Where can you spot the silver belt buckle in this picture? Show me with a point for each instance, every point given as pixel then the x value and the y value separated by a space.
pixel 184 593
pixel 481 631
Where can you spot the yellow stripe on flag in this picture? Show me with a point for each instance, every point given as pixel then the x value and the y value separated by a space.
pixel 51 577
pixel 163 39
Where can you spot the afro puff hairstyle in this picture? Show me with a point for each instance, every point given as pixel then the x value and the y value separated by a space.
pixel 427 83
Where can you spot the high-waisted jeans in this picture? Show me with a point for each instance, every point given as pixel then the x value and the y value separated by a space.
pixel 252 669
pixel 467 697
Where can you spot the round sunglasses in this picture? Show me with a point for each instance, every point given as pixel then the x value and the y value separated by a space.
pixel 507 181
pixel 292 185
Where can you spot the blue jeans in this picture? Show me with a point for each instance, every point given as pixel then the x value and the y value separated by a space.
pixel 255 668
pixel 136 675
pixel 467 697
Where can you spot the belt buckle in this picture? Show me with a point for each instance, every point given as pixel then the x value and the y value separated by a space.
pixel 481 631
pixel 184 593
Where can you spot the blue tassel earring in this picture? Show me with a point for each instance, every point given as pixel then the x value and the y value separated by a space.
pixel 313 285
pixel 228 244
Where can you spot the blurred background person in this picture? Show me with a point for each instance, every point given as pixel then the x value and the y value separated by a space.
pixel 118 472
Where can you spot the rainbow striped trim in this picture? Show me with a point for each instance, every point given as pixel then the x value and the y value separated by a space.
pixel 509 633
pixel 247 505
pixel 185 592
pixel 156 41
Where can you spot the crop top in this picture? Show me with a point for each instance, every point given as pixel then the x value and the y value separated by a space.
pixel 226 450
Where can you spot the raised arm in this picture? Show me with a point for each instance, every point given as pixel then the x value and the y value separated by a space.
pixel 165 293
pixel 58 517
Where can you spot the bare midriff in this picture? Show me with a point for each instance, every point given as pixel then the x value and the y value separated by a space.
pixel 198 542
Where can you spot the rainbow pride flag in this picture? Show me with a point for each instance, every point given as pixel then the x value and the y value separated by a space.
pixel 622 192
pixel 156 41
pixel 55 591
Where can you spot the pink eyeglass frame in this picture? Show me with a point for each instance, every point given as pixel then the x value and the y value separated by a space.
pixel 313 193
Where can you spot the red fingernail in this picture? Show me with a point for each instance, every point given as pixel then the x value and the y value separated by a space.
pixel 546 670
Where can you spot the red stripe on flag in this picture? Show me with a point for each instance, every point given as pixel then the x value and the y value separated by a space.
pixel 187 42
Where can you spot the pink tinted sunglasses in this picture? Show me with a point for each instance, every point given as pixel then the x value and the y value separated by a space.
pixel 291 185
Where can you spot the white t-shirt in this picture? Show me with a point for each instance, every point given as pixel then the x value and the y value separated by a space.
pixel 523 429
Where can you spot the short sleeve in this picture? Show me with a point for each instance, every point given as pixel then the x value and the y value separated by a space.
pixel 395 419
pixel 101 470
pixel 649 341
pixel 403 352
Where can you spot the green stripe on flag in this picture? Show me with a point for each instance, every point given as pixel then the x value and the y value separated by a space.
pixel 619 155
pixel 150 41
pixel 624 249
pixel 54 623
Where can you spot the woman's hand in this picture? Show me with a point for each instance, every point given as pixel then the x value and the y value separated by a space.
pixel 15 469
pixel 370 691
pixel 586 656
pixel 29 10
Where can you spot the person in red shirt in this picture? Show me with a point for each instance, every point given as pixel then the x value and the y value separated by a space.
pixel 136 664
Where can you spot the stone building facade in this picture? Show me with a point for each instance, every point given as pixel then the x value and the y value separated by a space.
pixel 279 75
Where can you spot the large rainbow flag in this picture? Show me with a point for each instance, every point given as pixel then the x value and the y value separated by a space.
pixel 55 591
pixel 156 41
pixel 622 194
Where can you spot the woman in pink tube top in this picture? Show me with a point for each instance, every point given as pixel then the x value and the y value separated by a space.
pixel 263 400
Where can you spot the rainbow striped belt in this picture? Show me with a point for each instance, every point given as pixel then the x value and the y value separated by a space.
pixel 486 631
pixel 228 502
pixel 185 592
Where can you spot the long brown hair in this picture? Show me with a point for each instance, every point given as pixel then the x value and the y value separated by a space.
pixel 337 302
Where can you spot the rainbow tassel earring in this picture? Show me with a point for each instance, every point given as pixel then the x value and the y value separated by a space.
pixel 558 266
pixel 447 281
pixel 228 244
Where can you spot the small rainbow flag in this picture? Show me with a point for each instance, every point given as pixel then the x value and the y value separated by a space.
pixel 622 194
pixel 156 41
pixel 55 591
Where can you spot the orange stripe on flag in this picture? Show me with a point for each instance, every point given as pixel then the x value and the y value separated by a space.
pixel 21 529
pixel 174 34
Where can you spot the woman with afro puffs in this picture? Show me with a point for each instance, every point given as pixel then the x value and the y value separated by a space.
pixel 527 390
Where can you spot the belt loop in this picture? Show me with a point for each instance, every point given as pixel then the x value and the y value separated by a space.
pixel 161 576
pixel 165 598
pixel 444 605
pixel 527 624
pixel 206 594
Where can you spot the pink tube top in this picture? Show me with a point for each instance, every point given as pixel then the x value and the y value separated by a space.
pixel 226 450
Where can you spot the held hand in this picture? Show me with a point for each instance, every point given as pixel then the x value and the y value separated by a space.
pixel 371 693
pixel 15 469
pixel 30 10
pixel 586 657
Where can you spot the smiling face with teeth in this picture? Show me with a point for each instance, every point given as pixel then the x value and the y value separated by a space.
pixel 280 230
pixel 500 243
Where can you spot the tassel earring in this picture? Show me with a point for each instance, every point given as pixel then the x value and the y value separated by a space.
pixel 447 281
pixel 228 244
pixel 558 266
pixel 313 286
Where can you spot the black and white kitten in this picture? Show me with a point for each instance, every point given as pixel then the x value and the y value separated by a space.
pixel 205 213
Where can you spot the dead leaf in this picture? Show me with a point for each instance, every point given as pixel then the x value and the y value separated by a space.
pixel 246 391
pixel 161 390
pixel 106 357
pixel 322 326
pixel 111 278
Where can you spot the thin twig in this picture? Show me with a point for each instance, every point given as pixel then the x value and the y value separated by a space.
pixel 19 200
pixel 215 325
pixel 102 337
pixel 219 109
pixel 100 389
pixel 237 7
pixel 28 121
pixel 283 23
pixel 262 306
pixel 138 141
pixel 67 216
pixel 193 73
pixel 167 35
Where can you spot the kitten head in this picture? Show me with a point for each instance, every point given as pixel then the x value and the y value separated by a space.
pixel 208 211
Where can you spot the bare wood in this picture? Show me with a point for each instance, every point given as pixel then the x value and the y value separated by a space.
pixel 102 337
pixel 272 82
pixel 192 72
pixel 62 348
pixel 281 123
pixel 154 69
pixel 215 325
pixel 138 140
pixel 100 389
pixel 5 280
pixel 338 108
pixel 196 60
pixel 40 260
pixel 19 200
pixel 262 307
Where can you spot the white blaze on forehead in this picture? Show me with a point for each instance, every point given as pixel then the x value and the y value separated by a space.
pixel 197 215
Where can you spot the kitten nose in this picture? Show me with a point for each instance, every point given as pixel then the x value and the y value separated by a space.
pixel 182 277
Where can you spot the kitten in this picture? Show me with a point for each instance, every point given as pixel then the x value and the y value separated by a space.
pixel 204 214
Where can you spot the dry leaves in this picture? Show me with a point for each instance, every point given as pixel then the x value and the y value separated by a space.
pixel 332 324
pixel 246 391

» **Exercise objective**
Please repeat the listing above in full and exactly.

» **Answer for the task**
Where can you spot the silver belt buckle in this picture? Show me with a point for each instance, every point given as pixel then the x value and the y value separated by a space.
pixel 184 593
pixel 481 631
Where can you spot the yellow stripe on flag in this picture? Show me with a point for each instance, every point given as pixel then the x value and the y value separated by a space.
pixel 51 577
pixel 163 39
Where can you spot the afro puff hairstyle in this picture? Show me with a point for each instance, every point given as pixel then the x value and the y value separated by a space.
pixel 427 83
Where can you spot the high-waisted jeans in this picture? Show me with a point for each instance, every point given as pixel then the x value and the y value separated by a space.
pixel 252 669
pixel 467 697
Where can you spot the round sunglasses in this picture? Show me with a point for each instance, every point given as pixel then the x value and the y value separated by a space.
pixel 507 181
pixel 292 185
Where can you spot the blue jeans in this picture? Show me with a point for each instance, every point given as pixel then the x value and the y value separated by a space.
pixel 255 668
pixel 136 675
pixel 467 697
Where can you spot the belt buckle in this picture? Show me with a point for each instance, every point given as pixel then the x value and the y value separated by a space.
pixel 481 631
pixel 184 593
Where can you spot the blue tassel earring in this picture? Show me with a point for each instance, every point given as pixel then the x value and the y value separated by a space.
pixel 313 285
pixel 228 244
Where can you spot the blurred background person in this picture? Show me with a point for each instance, every point given as pixel then the x value and the y value separated by a space.
pixel 118 472
Where can you spot the rainbow striped trim in this picture? Show me with a point for each instance, every point given as pixel then the x value and the y value separated by a space.
pixel 509 633
pixel 247 505
pixel 185 592
pixel 156 41
Where can you spot the crop top in this picture? Show me with a point for each instance, every point given as pixel then the x value and the y value separated by a space.
pixel 226 450
Where can you spot the raised arm in this picture? Show me with a point for each instance, every point given as pixel then the x value and the y value separated by a space.
pixel 165 293
pixel 58 517
Where can you spot the bare midriff in this picture? Show me with a point for each instance, every point given as pixel then the x value and the y value separated by a space.
pixel 198 542
Where can you spot the rainbow pride flag in this picture? Show me with a point for each instance, every point given as pixel then the x value and the y value separated by a space.
pixel 622 192
pixel 156 41
pixel 55 591
Where can you spot the pink eyeglass frame in this picture? Show me with a point for each instance, every point given as pixel then the x value and the y value separated by a space.
pixel 313 193
Where can you spot the red fingernail in this picture? Show me with a point for each instance, every point given as pixel then the x value and the y value separated by a space.
pixel 546 670
Where can you spot the red stripe on flag in this picture? Show me with a point for each instance, every point given as pixel then the x value and the y value separated by a space.
pixel 187 42
Where can you spot the pink tinted sunglasses in this picture? Show me with a point for each instance, every point given as pixel then the x value and the y value separated by a space.
pixel 291 185
Where can you spot the white t-shirt in this picture? Show me with a point for each instance, every point given as pixel then the x value and the y value separated by a space.
pixel 523 429
Where can you spot the short sleeve in this picture? Show me with a point for each instance, every point given as pixel then the x value and the y value separated by a space.
pixel 395 419
pixel 101 470
pixel 649 341
pixel 403 352
Where can you spot the green stripe on flag in this picture? Show me with a point for each instance, every point given as pixel then the x value and the y value separated by a space.
pixel 619 155
pixel 150 41
pixel 624 249
pixel 54 623
Where can you spot the woman's hand in this picture? Show me with a point for each instance, every point given as pixel then the x value and the y value separated by a space.
pixel 15 469
pixel 370 691
pixel 586 656
pixel 29 10
Where can you spot the person in red shirt in this picture? Show me with a point for each instance, every point given as pixel then the x value and the y value separated by a space.
pixel 136 664
Where can you spot the stone building facade in this picture? Show me with a point for each instance, every point given as pixel then the x value and the y value separated by a space.
pixel 279 75
Where can you spot the large rainbow flag in this picture? Show me with a point for each instance, every point given as pixel then the x value and the y value separated by a space.
pixel 55 591
pixel 156 41
pixel 622 194
Where can you spot the woman in pink tube top in this picture? Show me with a point for each instance, every point given as pixel then the x value and the y value separated by a space.
pixel 263 400
Where can you spot the rainbow striped belt in this picture? Show me with a point for each instance, every point given as pixel then the x value and the y value separated by a space.
pixel 486 631
pixel 228 502
pixel 185 592
Where can you spot the long brown hair in this picture? Show me with a point for each instance, every point given as pixel then the x value and the y value separated by a space.
pixel 337 302
Where can you spot the rainbow tassel earring in this picture? Show me with a point for each instance, every point given as pixel then the x value and the y value separated by a space.
pixel 558 266
pixel 447 281
pixel 228 244
Where can you spot the small rainbow flag in this picture? Show me with a point for each instance, every point given as pixel then the x value and the y value separated by a space.
pixel 622 194
pixel 156 41
pixel 55 591
Where can you spot the orange stripe on flag in this picture? Show me with a point for each instance, every point given as pixel then the x value and the y value separated by a space.
pixel 21 529
pixel 174 34
Where can you spot the woman with afro puffs in this picture? Show me with a point for each instance, every point given as pixel then the x value and the y value separated by a space.
pixel 527 390
Where can you spot the belt loop in this picture? Show me with a point for each instance, every point given as pixel then the x value and the y value separated by a space.
pixel 161 576
pixel 165 598
pixel 444 605
pixel 527 624
pixel 206 594
Where can you spot the pink tube top in this picture? Show me with a point for each instance, every point given as pixel then the x value and the y value separated by a space.
pixel 226 450
Where can you spot the held hand in this picture? Show me with a point for each instance, every point given as pixel then the x value and the y value separated by a space.
pixel 371 693
pixel 15 469
pixel 30 10
pixel 586 657
Where can you spot the smiling face with teeth in this picture? Show me with a point for each instance, every point given as pixel then the x value and the y value separated by a space.
pixel 280 230
pixel 500 243
Where can you spot the tassel earring in this picture? Show me with a point for each instance, every point given as pixel then the x value and the y value separated by a space.
pixel 447 281
pixel 228 244
pixel 558 266
pixel 313 286
Where can you spot the black and white kitten in this picture? Show me with a point for each instance, every point given as pixel then the x value and the y value separated by a space.
pixel 205 213
Where can you spot the dead leaf in this picture? Show me with a point for each instance, every point given as pixel then the x value and the y value separated by a space.
pixel 246 391
pixel 161 390
pixel 106 357
pixel 322 326
pixel 111 278
Where can you spot the thin twig in this picture? Show me with a point for each instance, every point given as pixel then the x value and the y value separated by a space.
pixel 19 200
pixel 215 325
pixel 102 337
pixel 219 109
pixel 100 389
pixel 237 7
pixel 28 121
pixel 283 23
pixel 262 306
pixel 138 141
pixel 67 216
pixel 193 73
pixel 167 35
Where can you spot the kitten head in this picture? Show me with a point for each instance, every point given as pixel then the x value and the y value separated by a space.
pixel 208 211
Where can you spot the bare wood in this picture? Show me with a point for each instance, every point given as pixel then the x value and the y value separated by a space.
pixel 102 337
pixel 272 82
pixel 192 72
pixel 62 348
pixel 281 123
pixel 154 69
pixel 215 325
pixel 138 140
pixel 100 389
pixel 5 280
pixel 338 108
pixel 196 60
pixel 40 260
pixel 19 200
pixel 262 307
Where can you spot the white blaze on forehead in this picture? Show me with a point for each instance, every point given as pixel then the x value and the y value separated by a space.
pixel 197 215
Where can you spot the kitten nose in this picture? Show me with a point for each instance, every point given as pixel then the x value and the y value separated by a space.
pixel 182 277
Where can you spot the kitten in this picture? Show me with a point for each instance, every point given as pixel then the x value and the y value separated by a space.
pixel 204 214
Where can you spot the dry leaves in this picture? Show me with a point for each instance, every point given as pixel then the x value and the y value separated by a space.
pixel 332 324
pixel 246 391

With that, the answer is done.